PASSAGE -
+---+

/loguru-config

A configuration-loading class for loguru (but not only).

Primary LanguagePythonMIT LicenseMIT

Loguru-config

Loguru-config is a simple configurator for the Loguru logging library. It extends the functionality of Loguru by allowing the user to configure the logger from a configuration file. This package provides a much-needed feature to Loguru, which is the ability to configure the logger from a configuration file (for example, using loguru alone, one can't automatically configure the logger to write to sys.stdout or sys.stderr from within a configuration file).

The configuration can have syntax similar to the one used by the native logging library in Python (i.e. support cfg://, ext://, etc.), but extends it to support even more features. It can also be easily extended to support even more features quite easily (see Extending the configurator for more details).

The configurator supports parsing of JSON, JSON5, YAML, and TOML files (out of the box) and can be extended to support other formats (again, see Extending the configurator below).

Installation

pip install loguru-config

Features

  • Supports parsing of JSON, YAML, and TOML files (out of the box) with a simple Configurator.load call.
  • Supports loading a member of a module from a string (e.g. ext://sys.stdout).

+---+

DATA PROVIDED -
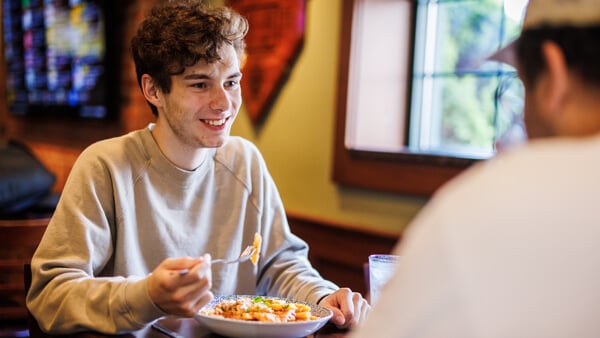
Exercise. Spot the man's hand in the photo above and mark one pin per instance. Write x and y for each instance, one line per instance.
(349, 308)
(181, 294)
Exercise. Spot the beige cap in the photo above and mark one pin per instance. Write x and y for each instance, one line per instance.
(553, 13)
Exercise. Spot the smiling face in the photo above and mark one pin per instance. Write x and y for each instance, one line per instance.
(203, 102)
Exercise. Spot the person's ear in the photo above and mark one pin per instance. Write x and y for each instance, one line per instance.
(555, 81)
(150, 90)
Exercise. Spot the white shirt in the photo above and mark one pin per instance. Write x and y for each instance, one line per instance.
(511, 248)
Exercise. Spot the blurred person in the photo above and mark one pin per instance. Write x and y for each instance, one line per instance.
(510, 247)
(138, 209)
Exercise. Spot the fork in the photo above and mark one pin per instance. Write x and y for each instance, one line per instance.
(244, 256)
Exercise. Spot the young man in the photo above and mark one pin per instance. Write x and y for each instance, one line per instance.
(139, 209)
(510, 248)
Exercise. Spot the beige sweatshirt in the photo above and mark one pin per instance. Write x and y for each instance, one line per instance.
(125, 208)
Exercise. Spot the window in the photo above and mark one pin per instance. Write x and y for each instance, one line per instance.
(417, 102)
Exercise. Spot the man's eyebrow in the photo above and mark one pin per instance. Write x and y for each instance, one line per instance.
(206, 77)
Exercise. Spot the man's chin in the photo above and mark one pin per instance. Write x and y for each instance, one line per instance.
(215, 143)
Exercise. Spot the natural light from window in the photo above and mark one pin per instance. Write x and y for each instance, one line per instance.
(437, 94)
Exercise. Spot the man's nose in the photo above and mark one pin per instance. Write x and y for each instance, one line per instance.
(219, 99)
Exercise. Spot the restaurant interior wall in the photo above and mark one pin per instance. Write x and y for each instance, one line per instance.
(296, 139)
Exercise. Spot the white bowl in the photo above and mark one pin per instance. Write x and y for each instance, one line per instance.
(252, 329)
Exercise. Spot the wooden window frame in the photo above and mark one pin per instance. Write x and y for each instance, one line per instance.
(405, 172)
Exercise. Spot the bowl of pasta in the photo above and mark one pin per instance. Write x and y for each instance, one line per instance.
(245, 316)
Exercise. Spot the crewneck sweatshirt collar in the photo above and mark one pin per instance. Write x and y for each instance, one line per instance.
(157, 161)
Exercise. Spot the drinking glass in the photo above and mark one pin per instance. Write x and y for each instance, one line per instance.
(381, 268)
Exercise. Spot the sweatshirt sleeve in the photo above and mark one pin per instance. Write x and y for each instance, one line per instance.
(71, 290)
(287, 271)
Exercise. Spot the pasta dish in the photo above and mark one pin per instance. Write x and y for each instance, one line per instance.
(261, 309)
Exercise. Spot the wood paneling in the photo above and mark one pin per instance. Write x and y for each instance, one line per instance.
(339, 251)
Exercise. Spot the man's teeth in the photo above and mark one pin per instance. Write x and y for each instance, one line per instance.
(215, 123)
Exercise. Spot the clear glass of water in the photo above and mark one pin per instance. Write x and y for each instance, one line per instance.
(381, 268)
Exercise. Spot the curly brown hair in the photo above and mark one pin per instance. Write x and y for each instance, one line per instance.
(179, 33)
(580, 45)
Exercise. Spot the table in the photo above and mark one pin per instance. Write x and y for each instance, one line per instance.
(189, 328)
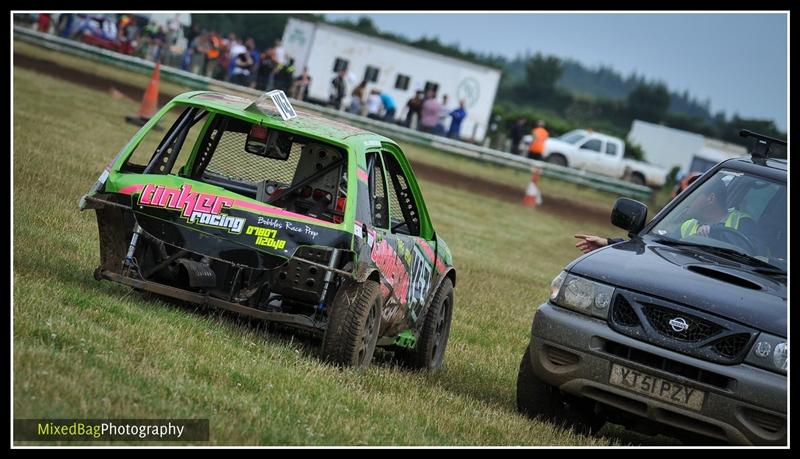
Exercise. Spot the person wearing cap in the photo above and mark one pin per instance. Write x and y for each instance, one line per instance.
(540, 134)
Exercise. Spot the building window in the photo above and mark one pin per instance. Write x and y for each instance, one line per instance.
(340, 64)
(402, 82)
(371, 74)
(432, 87)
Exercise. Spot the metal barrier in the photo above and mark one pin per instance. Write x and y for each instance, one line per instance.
(464, 149)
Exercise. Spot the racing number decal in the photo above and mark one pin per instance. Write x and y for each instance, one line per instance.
(420, 282)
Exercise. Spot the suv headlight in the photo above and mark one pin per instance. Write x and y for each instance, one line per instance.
(582, 295)
(769, 352)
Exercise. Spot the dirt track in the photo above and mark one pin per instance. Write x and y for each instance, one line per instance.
(562, 207)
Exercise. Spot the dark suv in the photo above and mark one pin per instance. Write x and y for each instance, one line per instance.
(682, 329)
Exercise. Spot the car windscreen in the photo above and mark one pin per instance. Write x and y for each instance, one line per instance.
(573, 137)
(286, 170)
(736, 212)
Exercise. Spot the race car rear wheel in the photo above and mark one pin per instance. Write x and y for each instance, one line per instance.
(428, 354)
(353, 324)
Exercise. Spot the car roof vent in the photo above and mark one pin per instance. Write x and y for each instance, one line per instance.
(724, 277)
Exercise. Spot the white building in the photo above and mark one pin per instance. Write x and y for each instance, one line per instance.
(669, 147)
(392, 67)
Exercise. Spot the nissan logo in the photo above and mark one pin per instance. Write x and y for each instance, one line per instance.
(678, 324)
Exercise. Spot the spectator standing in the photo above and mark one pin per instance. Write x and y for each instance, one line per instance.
(457, 116)
(250, 44)
(357, 98)
(414, 105)
(517, 132)
(389, 106)
(243, 64)
(338, 89)
(374, 105)
(213, 52)
(444, 113)
(235, 48)
(540, 134)
(280, 52)
(300, 86)
(429, 113)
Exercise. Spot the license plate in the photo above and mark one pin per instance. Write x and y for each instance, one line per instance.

+---+

LIST OF TASKS -
1 > Using the loguru-config description, explain in one to three sentences why it calls loading the configuration from a file a much-needed feature for Loguru.
2 > Write the next part of the loguru-config description, starting after its last line.
The items have no connection to the loguru-config description.

EXPECTED ANSWERS -
1 > Loguru by itself can't configure the logger from a configuration file. For example, with Loguru alone, a configuration file can't automatically set the logger to write to sys.stdout or sys.stderr.

2 >
  • Support referencing another member of the configuration file (e.g. cfg://loggers.default.handlers.0).
  • Support calling a user-defined function from within the configuration file (e.g. { '()': 'datetime.datetime.now' }).
  • Support referencing an environment variable (e.g. env://HOME).
  • Support referencing (and parsing) referencing another file (e.g. file://./path/to/file.json).
  • Support parsing literal python (strings, integers, lists, etc.) from within string values in a configuration (e.g. literal://[1, 2, 3]).
  • Support string formatting (e.g. fmt://{cfg://loggers.default.handlers.0} - {{ESCAPED}}).
  • Also, almost all of these parsings are recursively parsed (except user-defined functions).
  • Both the special-case parsing and configuration loading can be easily extended to support more features (see Extending the configurator below).

Examples

The following YAML configuration file

handlers:
  - sink: ext://sys.stderr
    format: '[{time}] {message}'
  - sink: file.log
    enqueue: true
    serialize: true
levels:
  - name: NEW
    'no': 13
    icon: ¤
    color: ""
extra:
  common_to_all: default
activation:
  - [ "my_module.secret", false ]
  - [ "another_library.module", true ]

will be parsed to

from loguru import logger
import sys

logger.configure(
    handlers=[
        dict(sink=sys.stderr, format="[{time}] {message}"),
        dict(sink="file.log", enqueue=True, serialize=True),
    ],
    levels=[dict(name="NEW", no=13, icon="¤", color="")],
    extra={"common_to_all": "default"},
    activation=[("my_module.secret", False), ("another_library.module", True)],
)

Special-case parsing

There are multiple special cases that are applicable. Some are recursive (i.e. after parsing, their contents will be reparsed), and some aren't. The recursive cases will be marked as such in their header.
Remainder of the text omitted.